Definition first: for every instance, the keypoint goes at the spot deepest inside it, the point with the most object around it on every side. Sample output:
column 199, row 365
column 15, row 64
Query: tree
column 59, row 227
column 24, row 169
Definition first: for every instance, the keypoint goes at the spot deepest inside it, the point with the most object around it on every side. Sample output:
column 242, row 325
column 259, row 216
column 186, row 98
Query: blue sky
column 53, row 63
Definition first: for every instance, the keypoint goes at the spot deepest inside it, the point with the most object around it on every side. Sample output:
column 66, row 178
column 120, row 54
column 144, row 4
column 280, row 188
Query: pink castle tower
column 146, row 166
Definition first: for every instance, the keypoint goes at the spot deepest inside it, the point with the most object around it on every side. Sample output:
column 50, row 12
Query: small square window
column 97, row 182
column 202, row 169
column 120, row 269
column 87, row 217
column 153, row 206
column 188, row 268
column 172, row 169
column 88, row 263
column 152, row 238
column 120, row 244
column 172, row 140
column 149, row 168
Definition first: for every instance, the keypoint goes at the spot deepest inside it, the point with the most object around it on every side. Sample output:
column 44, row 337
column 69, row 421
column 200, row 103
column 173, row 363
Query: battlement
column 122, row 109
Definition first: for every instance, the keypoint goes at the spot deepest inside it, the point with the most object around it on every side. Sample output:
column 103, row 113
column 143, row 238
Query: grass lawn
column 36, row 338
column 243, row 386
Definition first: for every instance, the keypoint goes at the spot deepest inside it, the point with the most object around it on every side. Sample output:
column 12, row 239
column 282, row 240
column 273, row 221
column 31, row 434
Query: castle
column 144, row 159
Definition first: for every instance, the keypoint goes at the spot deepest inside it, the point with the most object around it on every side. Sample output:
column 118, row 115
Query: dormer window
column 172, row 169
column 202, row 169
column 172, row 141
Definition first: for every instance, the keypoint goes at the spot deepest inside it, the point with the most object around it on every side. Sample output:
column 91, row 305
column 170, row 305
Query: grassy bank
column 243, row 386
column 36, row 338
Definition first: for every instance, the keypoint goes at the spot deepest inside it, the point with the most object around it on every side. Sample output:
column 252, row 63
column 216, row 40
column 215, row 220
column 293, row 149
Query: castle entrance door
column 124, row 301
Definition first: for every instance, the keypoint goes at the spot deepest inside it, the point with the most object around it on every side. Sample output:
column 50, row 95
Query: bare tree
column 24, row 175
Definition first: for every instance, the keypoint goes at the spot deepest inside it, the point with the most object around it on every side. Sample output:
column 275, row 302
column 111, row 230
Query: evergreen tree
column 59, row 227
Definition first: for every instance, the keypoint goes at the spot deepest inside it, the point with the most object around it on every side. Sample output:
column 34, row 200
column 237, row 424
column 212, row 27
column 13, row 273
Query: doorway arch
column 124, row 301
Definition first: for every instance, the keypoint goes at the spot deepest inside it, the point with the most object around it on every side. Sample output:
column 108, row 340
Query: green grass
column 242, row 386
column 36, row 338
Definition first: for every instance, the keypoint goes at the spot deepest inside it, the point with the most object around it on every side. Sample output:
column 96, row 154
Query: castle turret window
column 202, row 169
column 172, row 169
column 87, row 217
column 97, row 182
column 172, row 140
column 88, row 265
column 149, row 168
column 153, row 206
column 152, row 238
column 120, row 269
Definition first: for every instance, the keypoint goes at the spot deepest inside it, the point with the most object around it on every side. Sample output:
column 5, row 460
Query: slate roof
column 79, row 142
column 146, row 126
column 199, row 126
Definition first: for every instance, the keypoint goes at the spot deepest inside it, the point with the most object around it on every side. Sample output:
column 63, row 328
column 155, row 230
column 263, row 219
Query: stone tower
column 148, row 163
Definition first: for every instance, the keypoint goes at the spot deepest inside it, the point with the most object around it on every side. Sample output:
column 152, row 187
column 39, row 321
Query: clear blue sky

Brief → Reproduce every line of all the records above, swapping each "Query" for "Target" and changing nothing else.

Solution for this task →
Definition first: for every instance, the keypoint goes at the spot deepest inside it, the point with the most object around it on every side. Sample output:
column 199, row 365
column 15, row 64
Target: tree
column 59, row 227
column 24, row 169
Definition first: for every instance, the keypoint goes at the spot deepest inside it, the point with the most object around it on every side. Sample output:
column 242, row 325
column 259, row 216
column 186, row 98
Target: blue sky
column 53, row 63
Definition first: for every instance, the keypoint goes at the spot deepest inside it, the point with the most object around it on every side. Sample output:
column 66, row 178
column 120, row 54
column 144, row 4
column 280, row 188
Target: pink castle tower
column 146, row 166
Definition first: for every instance, the keypoint goes at the spot deepest inside it, the point with the most object around it on every side. Sample output:
column 50, row 12
Target: small square window
column 97, row 182
column 202, row 169
column 120, row 269
column 87, row 217
column 153, row 206
column 188, row 268
column 172, row 169
column 88, row 263
column 152, row 238
column 120, row 244
column 172, row 140
column 149, row 168
Definition first: for every instance, the keypoint goes at the spot deepest inside it, the point with the most object around it on every side. Sample output:
column 44, row 337
column 69, row 421
column 200, row 103
column 173, row 363
Target: battlement
column 122, row 109
Definition first: for every instance, the keypoint goes at the spot deepest inside it, the point with the most object around it on every side. Sample output:
column 103, row 113
column 143, row 238
Target: grass lawn
column 36, row 338
column 243, row 386
Definition first: for every instance, the keypoint goes at the spot deepest inside it, the point with the most object around it on every side. Sample output:
column 12, row 239
column 282, row 240
column 273, row 221
column 31, row 434
Target: castle
column 144, row 159
Definition first: for every instance, the keypoint goes at the spot deepest inside it, the point with the most object around it on every side. Sample output:
column 118, row 115
Target: dormer window
column 172, row 169
column 202, row 169
column 172, row 141
Definition first: for every instance, the keypoint goes at the spot deepest inside it, the point with the most object around it on every side. Sample output:
column 91, row 305
column 170, row 305
Target: grassy bank
column 243, row 386
column 36, row 338
Definition first: for every instance, the keypoint goes at the spot deepest inside it, the point with the most object around it on every side. Sample output:
column 252, row 63
column 216, row 40
column 215, row 220
column 293, row 149
Target: castle entrance door
column 124, row 301
Definition first: for every instance, the keypoint goes at the spot deepest inside it, the point with the most object around it on every side. Sample output:
column 50, row 95
Target: bare tree
column 24, row 175
Definition first: for every instance, the keypoint goes at the spot deepest inside it, the point with the most object around it on every side. Sample output:
column 275, row 302
column 111, row 230
Target: evergreen tree
column 59, row 227
Definition first: for every instance, the keypoint goes at the spot deepest inside it, the point with the most object around it on every side. Sample output:
column 34, row 200
column 237, row 424
column 212, row 27
column 13, row 273
Target: doorway arch
column 124, row 301
Definition first: for every instance, the keypoint goes at the spot deepest inside it, the point with the most object around it on every side. Sample output:
column 108, row 340
Target: green grass
column 242, row 386
column 36, row 338
Definition first: for every instance, the keypoint goes at the spot deepest inside it, the point with the most object around it on every side. Sample output:
column 96, row 154
Target: castle turret window
column 202, row 169
column 172, row 169
column 87, row 217
column 97, row 182
column 172, row 140
column 88, row 265
column 149, row 168
column 153, row 206
column 152, row 238
column 120, row 269
Definition first: for every instance, the keypoint goes at the spot deepest inside it, the point with the most object around it on every side. Sample output:
column 5, row 460
Target: slate roof
column 79, row 142
column 146, row 126
column 199, row 126
Definition first: for every instance, the keypoint goes at the spot deepest inside it, the point with the most object around it on every side. Sample output:
column 63, row 328
column 155, row 230
column 263, row 219
Target: stone tower
column 148, row 163
Definition first: for every instance, the keypoint goes at the spot deepest inside it, the point with the most object around it on every side. Sample output:
column 152, row 187
column 39, row 321
Target: clear blue sky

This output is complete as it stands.